EXERCISE PROMPT
Whichever lines include the word "ride", copy them as they appear in the data.
*** Opening ENTRIES SHOWN ***
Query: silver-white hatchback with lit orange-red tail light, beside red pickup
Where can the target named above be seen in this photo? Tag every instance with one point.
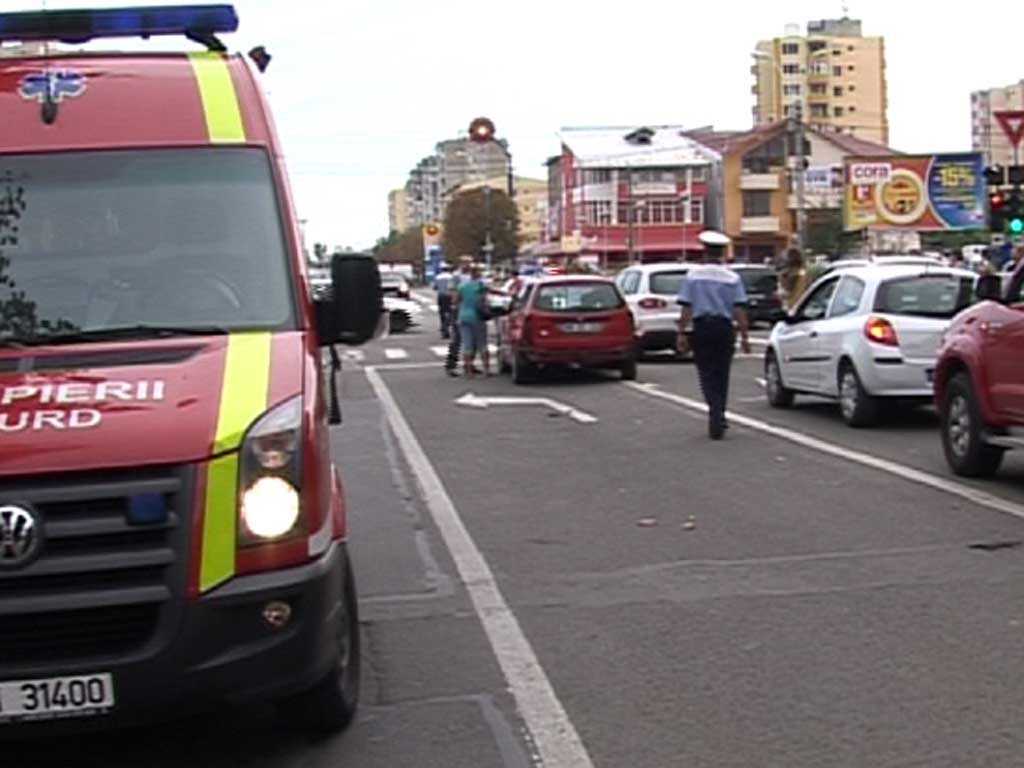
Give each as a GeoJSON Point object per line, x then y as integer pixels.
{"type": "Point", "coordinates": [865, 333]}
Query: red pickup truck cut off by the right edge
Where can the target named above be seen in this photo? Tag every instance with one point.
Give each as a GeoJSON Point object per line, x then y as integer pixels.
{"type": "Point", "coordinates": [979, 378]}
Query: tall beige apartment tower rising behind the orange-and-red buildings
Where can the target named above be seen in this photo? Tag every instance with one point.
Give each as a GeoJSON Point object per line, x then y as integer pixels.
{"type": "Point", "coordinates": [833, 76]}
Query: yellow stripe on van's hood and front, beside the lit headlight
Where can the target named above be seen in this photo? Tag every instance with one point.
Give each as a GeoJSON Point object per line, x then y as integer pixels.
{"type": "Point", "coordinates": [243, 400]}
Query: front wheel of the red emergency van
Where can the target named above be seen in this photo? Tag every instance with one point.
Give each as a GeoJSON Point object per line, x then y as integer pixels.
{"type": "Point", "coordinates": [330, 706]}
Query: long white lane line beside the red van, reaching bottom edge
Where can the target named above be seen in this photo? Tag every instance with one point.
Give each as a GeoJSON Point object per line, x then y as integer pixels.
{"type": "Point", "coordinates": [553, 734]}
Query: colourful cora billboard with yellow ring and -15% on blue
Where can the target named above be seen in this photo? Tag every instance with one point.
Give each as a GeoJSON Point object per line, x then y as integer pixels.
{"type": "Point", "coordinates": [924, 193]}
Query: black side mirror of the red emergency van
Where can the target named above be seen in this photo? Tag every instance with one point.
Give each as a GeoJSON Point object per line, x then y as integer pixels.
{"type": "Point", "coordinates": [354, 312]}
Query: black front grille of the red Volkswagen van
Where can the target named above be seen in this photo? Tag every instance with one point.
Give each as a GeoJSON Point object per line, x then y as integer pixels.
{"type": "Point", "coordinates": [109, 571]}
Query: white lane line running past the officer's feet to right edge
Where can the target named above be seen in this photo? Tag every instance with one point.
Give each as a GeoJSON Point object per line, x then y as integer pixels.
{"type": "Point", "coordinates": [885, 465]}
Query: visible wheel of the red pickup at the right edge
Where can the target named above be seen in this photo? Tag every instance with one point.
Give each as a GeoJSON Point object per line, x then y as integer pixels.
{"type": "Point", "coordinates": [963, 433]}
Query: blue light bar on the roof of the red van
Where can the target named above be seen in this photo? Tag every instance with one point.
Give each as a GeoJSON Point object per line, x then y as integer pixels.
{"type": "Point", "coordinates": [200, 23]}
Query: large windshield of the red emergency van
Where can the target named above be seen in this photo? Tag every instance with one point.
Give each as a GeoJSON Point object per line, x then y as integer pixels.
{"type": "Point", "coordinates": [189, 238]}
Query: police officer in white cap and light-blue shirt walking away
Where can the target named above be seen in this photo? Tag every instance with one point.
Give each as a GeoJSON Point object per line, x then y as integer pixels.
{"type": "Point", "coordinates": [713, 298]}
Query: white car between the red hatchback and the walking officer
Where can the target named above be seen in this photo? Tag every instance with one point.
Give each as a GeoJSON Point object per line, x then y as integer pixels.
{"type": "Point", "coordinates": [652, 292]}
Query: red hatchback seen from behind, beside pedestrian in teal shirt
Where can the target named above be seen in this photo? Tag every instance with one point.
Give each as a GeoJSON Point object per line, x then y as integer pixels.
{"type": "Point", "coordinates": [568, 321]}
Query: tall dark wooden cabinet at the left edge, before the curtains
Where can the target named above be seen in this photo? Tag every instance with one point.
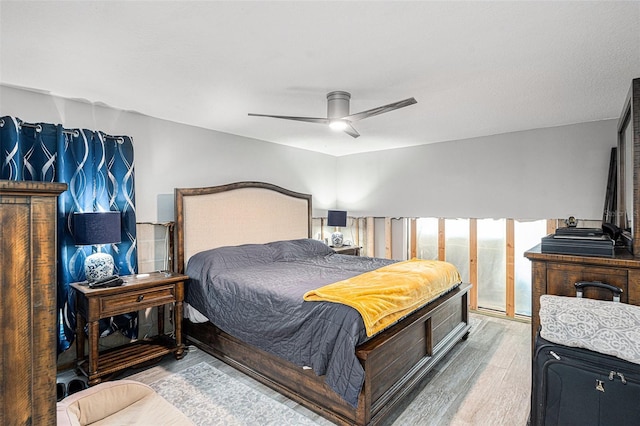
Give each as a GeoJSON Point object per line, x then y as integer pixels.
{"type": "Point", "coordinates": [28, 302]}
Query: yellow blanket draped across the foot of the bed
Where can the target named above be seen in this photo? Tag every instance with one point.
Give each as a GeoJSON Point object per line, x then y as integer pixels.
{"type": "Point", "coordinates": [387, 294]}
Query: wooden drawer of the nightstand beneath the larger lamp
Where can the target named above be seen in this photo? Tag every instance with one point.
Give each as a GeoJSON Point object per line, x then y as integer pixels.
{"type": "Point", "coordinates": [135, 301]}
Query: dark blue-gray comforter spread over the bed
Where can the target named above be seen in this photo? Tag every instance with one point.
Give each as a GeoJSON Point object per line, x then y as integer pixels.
*** Closing ENTRIES SHOWN ***
*** Opening ENTRIES SHOWN ***
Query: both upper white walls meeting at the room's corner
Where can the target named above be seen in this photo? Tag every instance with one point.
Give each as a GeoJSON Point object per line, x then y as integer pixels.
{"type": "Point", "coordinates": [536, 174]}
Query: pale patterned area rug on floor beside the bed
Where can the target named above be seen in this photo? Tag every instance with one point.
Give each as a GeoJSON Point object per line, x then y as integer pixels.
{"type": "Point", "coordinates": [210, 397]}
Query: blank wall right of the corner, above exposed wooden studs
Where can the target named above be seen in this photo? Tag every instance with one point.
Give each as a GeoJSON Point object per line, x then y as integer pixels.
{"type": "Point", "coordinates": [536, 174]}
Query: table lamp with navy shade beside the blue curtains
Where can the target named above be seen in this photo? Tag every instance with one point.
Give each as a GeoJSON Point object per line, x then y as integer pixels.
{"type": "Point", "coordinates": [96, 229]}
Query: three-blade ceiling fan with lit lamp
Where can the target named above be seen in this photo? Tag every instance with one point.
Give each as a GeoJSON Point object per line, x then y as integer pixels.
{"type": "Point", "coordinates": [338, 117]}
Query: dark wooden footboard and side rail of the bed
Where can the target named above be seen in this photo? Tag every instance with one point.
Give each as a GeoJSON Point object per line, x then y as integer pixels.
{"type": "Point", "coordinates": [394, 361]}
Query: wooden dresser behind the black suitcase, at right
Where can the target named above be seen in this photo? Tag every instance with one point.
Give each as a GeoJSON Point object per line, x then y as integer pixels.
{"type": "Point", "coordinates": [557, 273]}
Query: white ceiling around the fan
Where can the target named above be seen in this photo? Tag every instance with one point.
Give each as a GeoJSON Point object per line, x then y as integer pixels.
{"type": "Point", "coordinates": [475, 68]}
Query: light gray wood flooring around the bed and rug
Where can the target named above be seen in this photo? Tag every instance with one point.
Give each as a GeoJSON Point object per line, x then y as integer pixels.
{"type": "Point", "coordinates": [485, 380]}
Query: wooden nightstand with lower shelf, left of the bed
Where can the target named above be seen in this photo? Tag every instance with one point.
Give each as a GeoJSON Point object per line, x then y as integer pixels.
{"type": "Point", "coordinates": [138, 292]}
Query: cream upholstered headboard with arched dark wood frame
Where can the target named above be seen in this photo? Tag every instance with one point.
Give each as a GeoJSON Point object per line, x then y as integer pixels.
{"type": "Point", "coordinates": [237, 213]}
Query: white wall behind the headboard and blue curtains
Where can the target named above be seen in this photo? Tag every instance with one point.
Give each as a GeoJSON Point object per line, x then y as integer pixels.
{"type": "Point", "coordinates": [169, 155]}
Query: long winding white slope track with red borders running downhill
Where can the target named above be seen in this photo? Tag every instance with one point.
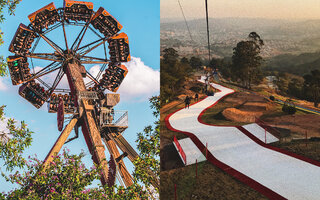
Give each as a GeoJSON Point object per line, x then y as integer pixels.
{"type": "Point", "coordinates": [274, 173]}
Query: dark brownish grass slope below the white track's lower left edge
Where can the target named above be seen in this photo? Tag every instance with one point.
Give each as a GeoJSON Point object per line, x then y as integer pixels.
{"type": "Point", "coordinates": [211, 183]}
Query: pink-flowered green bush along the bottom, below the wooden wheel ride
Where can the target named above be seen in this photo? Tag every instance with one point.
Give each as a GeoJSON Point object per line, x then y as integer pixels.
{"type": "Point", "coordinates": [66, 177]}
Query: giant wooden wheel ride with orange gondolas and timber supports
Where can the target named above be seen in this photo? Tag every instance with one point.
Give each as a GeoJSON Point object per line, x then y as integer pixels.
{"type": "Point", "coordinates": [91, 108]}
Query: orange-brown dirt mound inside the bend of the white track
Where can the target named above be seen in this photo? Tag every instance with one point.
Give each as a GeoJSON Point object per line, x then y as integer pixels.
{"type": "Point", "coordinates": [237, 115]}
*** Closing ENTRIES SHOWN ***
*** Opening ENTRIES SHOWN ***
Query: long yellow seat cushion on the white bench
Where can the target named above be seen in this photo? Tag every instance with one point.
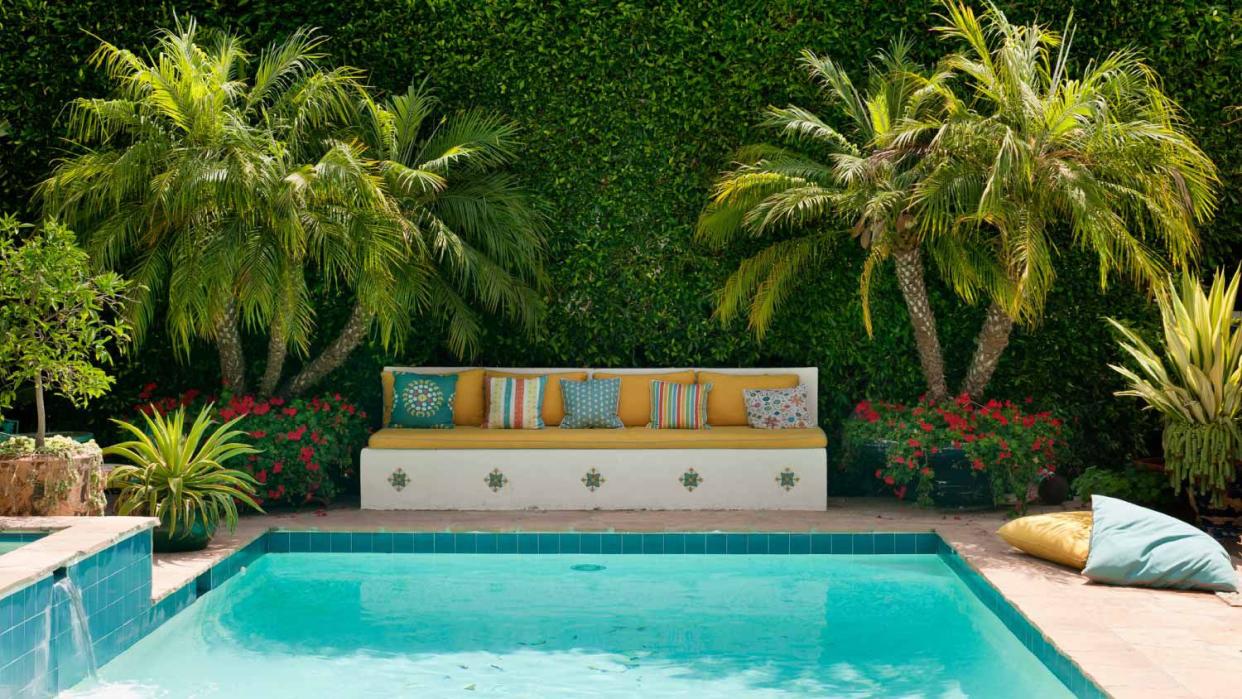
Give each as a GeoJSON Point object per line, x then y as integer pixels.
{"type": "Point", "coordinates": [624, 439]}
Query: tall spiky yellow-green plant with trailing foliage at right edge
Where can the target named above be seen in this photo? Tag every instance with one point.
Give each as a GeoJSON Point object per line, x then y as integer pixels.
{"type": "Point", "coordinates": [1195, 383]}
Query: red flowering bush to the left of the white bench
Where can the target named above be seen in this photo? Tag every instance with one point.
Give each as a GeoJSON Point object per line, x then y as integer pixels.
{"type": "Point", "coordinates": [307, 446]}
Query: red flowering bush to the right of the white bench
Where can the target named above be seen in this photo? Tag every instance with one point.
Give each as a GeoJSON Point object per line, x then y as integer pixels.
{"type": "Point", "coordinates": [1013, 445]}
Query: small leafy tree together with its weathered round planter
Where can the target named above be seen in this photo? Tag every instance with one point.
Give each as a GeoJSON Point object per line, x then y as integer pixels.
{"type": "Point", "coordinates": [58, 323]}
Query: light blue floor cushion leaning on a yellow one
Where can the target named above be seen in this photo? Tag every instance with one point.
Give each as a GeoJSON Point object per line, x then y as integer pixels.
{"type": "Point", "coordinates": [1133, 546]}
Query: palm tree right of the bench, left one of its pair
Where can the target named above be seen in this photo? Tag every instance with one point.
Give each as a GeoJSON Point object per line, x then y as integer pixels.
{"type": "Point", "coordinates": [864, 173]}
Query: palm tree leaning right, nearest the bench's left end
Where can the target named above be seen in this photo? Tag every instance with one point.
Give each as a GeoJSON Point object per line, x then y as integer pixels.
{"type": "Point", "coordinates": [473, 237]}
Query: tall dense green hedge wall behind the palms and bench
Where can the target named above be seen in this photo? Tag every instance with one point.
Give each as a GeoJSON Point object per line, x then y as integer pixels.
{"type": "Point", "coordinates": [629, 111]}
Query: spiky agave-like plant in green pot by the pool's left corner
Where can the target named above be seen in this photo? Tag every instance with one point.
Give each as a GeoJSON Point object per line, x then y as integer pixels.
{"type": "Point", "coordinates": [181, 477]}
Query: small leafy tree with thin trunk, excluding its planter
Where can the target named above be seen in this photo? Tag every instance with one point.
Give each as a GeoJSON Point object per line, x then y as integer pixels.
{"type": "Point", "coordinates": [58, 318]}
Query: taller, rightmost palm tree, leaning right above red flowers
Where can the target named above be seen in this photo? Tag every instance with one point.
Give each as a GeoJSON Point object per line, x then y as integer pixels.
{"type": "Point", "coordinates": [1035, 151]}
*** Closing ENTRIES SHOWN ***
ANSWER BOX
Query: pink-flowered green bush along the bottom, below the wooden wheel ride
Query: giant wooden wheel ride with orange gondolas and timber supports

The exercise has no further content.